* Short problem: Write out the nFOIL passage from "atel(mol1, a0, c)" up to and including "bond(X, A,B, 2)", changing every "mol1" to "mol2".

Consider now the background theory:

 atel(mol1, a0, c) bond(mol1, a0, a10, 7) atel(mol1, a1, n) bond(mol1, a1, a3, 7) atel(mol1, a2, o) bond(mol1, a3, a4, 2) ... and the example muta(mol1). It is covered by the following hypothesis: muta(X) :- atel(X, A, c), atel(X,B, o), bond(X, A,B, 7) muta(X) :- atel(X, A, fl), bond(X, A,B, 2)

This kind of hypothesis can be found by FOIL-like algorithms. In nFOIL, the covers relation, i.e., the way we evaluate clauses and models is changed from a deterministic one in FOIL to a probabilistic one. Instead of asking whether an example e is entailed by H u B (where B denotes some background knowledge), we compute the probability that the example is covered, i.e,

 P(e | H,B).

* Stored data:
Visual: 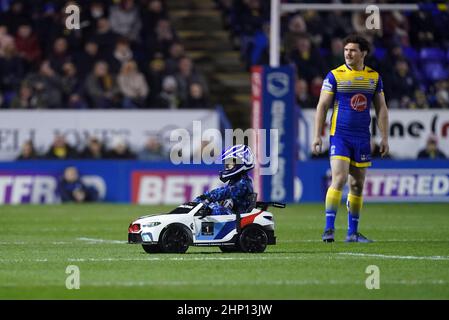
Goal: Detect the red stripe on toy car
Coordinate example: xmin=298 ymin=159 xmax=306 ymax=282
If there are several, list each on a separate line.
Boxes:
xmin=240 ymin=210 xmax=263 ymax=228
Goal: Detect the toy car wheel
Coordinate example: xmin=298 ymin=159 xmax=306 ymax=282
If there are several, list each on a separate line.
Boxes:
xmin=142 ymin=244 xmax=161 ymax=253
xmin=159 ymin=224 xmax=191 ymax=253
xmin=220 ymin=245 xmax=241 ymax=253
xmin=239 ymin=225 xmax=268 ymax=253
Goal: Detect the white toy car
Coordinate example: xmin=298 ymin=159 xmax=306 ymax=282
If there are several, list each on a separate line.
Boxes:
xmin=128 ymin=201 xmax=285 ymax=253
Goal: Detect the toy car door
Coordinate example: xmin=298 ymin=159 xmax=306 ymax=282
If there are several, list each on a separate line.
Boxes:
xmin=194 ymin=214 xmax=236 ymax=243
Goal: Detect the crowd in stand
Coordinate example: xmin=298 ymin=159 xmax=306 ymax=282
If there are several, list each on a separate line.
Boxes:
xmin=16 ymin=134 xmax=169 ymax=161
xmin=216 ymin=0 xmax=449 ymax=109
xmin=0 ymin=0 xmax=210 ymax=109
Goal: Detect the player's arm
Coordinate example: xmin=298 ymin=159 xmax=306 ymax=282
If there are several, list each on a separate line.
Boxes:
xmin=373 ymin=77 xmax=390 ymax=157
xmin=312 ymin=72 xmax=336 ymax=154
xmin=373 ymin=92 xmax=390 ymax=157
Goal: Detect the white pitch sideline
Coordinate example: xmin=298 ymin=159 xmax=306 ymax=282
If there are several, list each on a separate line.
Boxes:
xmin=337 ymin=252 xmax=449 ymax=261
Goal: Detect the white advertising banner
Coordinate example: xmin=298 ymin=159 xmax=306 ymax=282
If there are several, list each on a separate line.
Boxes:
xmin=298 ymin=110 xmax=449 ymax=160
xmin=0 ymin=110 xmax=219 ymax=160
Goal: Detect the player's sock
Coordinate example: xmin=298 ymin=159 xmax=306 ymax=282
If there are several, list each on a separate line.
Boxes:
xmin=346 ymin=194 xmax=363 ymax=235
xmin=325 ymin=187 xmax=342 ymax=230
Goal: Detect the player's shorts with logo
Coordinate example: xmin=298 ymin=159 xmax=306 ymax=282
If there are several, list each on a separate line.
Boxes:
xmin=321 ymin=64 xmax=383 ymax=167
xmin=329 ymin=136 xmax=371 ymax=168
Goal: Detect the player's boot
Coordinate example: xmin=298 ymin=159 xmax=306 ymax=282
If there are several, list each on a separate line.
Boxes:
xmin=321 ymin=229 xmax=335 ymax=242
xmin=346 ymin=232 xmax=374 ymax=243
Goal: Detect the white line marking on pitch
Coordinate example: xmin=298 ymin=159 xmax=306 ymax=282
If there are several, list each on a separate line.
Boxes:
xmin=51 ymin=279 xmax=449 ymax=287
xmin=277 ymin=239 xmax=449 ymax=243
xmin=67 ymin=256 xmax=308 ymax=262
xmin=337 ymin=252 xmax=449 ymax=261
xmin=0 ymin=279 xmax=449 ymax=288
xmin=76 ymin=237 xmax=127 ymax=243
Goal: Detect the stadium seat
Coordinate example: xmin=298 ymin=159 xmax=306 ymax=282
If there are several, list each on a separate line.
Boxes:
xmin=419 ymin=48 xmax=445 ymax=61
xmin=402 ymin=47 xmax=419 ymax=63
xmin=373 ymin=47 xmax=387 ymax=61
xmin=422 ymin=62 xmax=449 ymax=81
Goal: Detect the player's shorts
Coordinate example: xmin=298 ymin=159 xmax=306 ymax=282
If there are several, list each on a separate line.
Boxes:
xmin=329 ymin=136 xmax=371 ymax=168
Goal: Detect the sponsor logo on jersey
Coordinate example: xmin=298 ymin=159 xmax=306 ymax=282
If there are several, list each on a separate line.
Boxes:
xmin=267 ymin=72 xmax=290 ymax=98
xmin=351 ymin=93 xmax=368 ymax=112
xmin=321 ymin=79 xmax=333 ymax=91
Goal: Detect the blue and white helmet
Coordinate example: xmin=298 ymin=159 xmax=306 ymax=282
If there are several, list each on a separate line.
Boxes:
xmin=220 ymin=144 xmax=255 ymax=182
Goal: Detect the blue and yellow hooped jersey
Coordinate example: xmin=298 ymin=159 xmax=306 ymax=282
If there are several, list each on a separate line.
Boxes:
xmin=321 ymin=64 xmax=383 ymax=138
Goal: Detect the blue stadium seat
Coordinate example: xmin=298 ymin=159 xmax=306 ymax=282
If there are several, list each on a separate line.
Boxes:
xmin=373 ymin=47 xmax=387 ymax=61
xmin=402 ymin=47 xmax=419 ymax=63
xmin=422 ymin=61 xmax=449 ymax=81
xmin=419 ymin=48 xmax=445 ymax=61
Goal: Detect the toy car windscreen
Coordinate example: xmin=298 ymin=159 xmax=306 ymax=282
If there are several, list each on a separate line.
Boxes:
xmin=169 ymin=202 xmax=198 ymax=214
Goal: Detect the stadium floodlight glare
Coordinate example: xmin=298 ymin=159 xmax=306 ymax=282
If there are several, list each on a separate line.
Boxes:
xmin=270 ymin=0 xmax=448 ymax=67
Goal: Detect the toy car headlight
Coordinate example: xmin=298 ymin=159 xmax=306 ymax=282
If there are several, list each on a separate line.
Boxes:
xmin=142 ymin=221 xmax=161 ymax=228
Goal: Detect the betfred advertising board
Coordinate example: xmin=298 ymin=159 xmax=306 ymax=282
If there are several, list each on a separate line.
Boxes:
xmin=131 ymin=170 xmax=223 ymax=204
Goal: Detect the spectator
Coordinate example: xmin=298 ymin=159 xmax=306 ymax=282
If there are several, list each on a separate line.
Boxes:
xmin=61 ymin=62 xmax=82 ymax=101
xmin=117 ymin=60 xmax=149 ymax=109
xmin=295 ymin=79 xmax=316 ymax=109
xmin=176 ymin=57 xmax=208 ymax=100
xmin=82 ymin=1 xmax=107 ymax=35
xmin=89 ymin=18 xmax=119 ymax=59
xmin=411 ymin=89 xmax=430 ymax=109
xmin=25 ymin=60 xmax=62 ymax=109
xmin=0 ymin=0 xmax=31 ymax=34
xmin=155 ymin=76 xmax=181 ymax=109
xmin=249 ymin=23 xmax=270 ymax=66
xmin=15 ymin=24 xmax=42 ymax=66
xmin=0 ymin=42 xmax=25 ymax=102
xmin=146 ymin=19 xmax=177 ymax=57
xmin=290 ymin=35 xmax=325 ymax=82
xmin=16 ymin=140 xmax=39 ymax=160
xmin=326 ymin=38 xmax=345 ymax=69
xmin=142 ymin=0 xmax=167 ymax=31
xmin=184 ymin=82 xmax=209 ymax=109
xmin=432 ymin=89 xmax=449 ymax=109
xmin=80 ymin=137 xmax=106 ymax=160
xmin=109 ymin=0 xmax=142 ymax=41
xmin=74 ymin=41 xmax=101 ymax=80
xmin=389 ymin=59 xmax=418 ymax=108
xmin=108 ymin=137 xmax=137 ymax=160
xmin=418 ymin=135 xmax=446 ymax=160
xmin=164 ymin=42 xmax=185 ymax=74
xmin=0 ymin=26 xmax=14 ymax=57
xmin=10 ymin=83 xmax=36 ymax=109
xmin=138 ymin=137 xmax=168 ymax=161
xmin=283 ymin=13 xmax=308 ymax=55
xmin=146 ymin=53 xmax=167 ymax=105
xmin=85 ymin=61 xmax=119 ymax=109
xmin=49 ymin=37 xmax=71 ymax=73
xmin=45 ymin=134 xmax=78 ymax=160
xmin=109 ymin=38 xmax=134 ymax=74
xmin=58 ymin=167 xmax=98 ymax=203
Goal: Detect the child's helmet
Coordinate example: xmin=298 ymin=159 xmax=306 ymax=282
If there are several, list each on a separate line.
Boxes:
xmin=220 ymin=144 xmax=255 ymax=182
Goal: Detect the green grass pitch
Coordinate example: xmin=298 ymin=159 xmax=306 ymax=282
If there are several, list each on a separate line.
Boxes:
xmin=0 ymin=204 xmax=449 ymax=299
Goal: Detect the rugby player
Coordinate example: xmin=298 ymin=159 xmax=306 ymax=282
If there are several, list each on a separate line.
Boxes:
xmin=312 ymin=35 xmax=389 ymax=243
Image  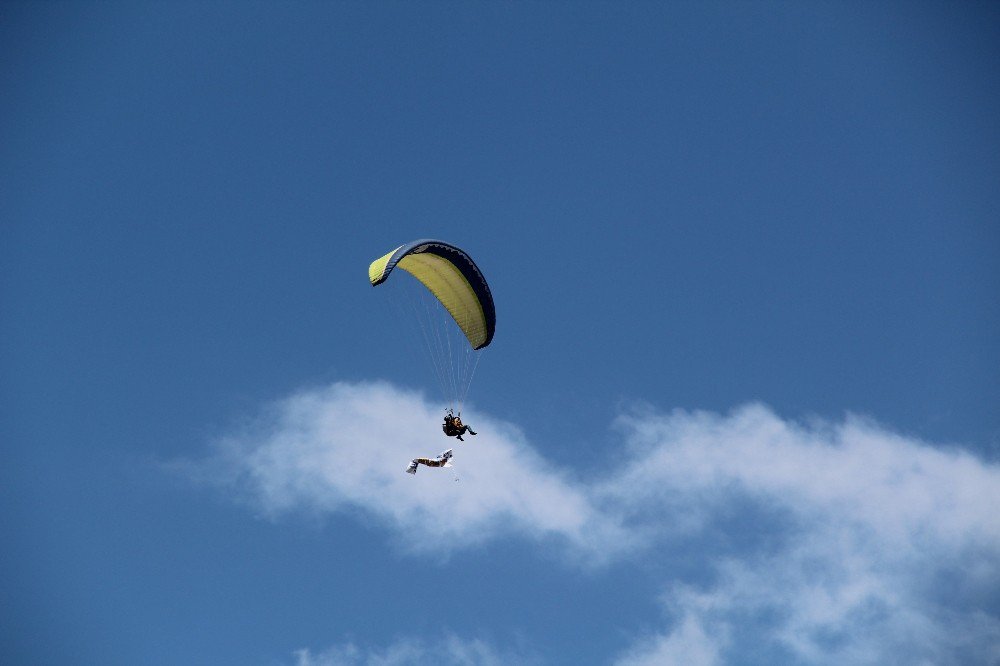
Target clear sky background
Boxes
[0,2,1000,666]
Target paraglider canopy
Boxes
[368,239,496,349]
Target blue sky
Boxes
[0,2,1000,666]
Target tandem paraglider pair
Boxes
[368,239,496,480]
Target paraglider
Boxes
[441,413,476,442]
[368,239,496,474]
[368,239,496,422]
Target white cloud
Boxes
[200,384,627,553]
[294,634,538,666]
[599,406,1000,664]
[189,384,1000,666]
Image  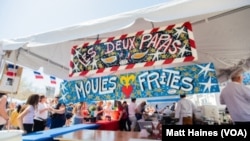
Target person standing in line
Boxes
[49,97,66,129]
[0,93,9,130]
[72,102,83,125]
[175,94,196,125]
[33,95,49,132]
[220,68,250,125]
[128,98,137,131]
[10,104,22,129]
[17,94,40,134]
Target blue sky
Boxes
[0,0,172,40]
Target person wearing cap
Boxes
[175,94,196,125]
[0,93,9,130]
[220,68,250,125]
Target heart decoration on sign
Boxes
[120,74,135,98]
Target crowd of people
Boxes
[0,93,150,134]
[0,68,250,134]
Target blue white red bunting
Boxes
[34,71,43,79]
[50,76,56,84]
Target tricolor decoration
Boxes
[60,63,217,103]
[50,76,56,84]
[69,22,197,77]
[6,64,18,77]
[34,71,43,79]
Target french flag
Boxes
[34,71,43,79]
[50,76,56,84]
[6,64,18,76]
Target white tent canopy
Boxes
[0,0,250,79]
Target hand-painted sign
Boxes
[61,63,220,103]
[243,71,250,85]
[69,22,197,77]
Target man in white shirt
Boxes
[128,98,137,131]
[175,94,196,125]
[220,68,250,125]
[33,95,49,132]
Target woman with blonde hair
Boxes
[17,94,40,134]
[0,93,9,130]
[72,102,83,125]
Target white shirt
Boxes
[175,98,196,124]
[35,102,48,120]
[128,102,137,117]
[23,105,35,124]
[220,82,250,122]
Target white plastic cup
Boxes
[0,130,23,141]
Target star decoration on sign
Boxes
[200,77,218,93]
[178,45,191,57]
[74,49,81,59]
[197,63,214,77]
[60,93,68,103]
[174,27,187,38]
[61,83,67,93]
[149,50,164,61]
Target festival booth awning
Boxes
[0,0,250,80]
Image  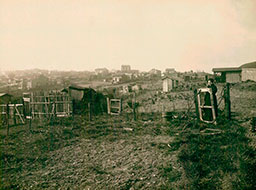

* Written answer:
atel(mol2, a0, c) bond(mol2, a0, a10, 7) atel(mol2, a1, n) bond(mol2, a1, a3, 7) atel(mol2, a2, o) bond(mol2, a3, a4, 2) ... and the example muta(mol2). It is covered by the following hypothesis: muta(X) :- atel(X, A, c), atel(X,B, o), bond(X, A,B, 7) muta(X) :- atel(X, A, fl), bond(X, A,B, 2)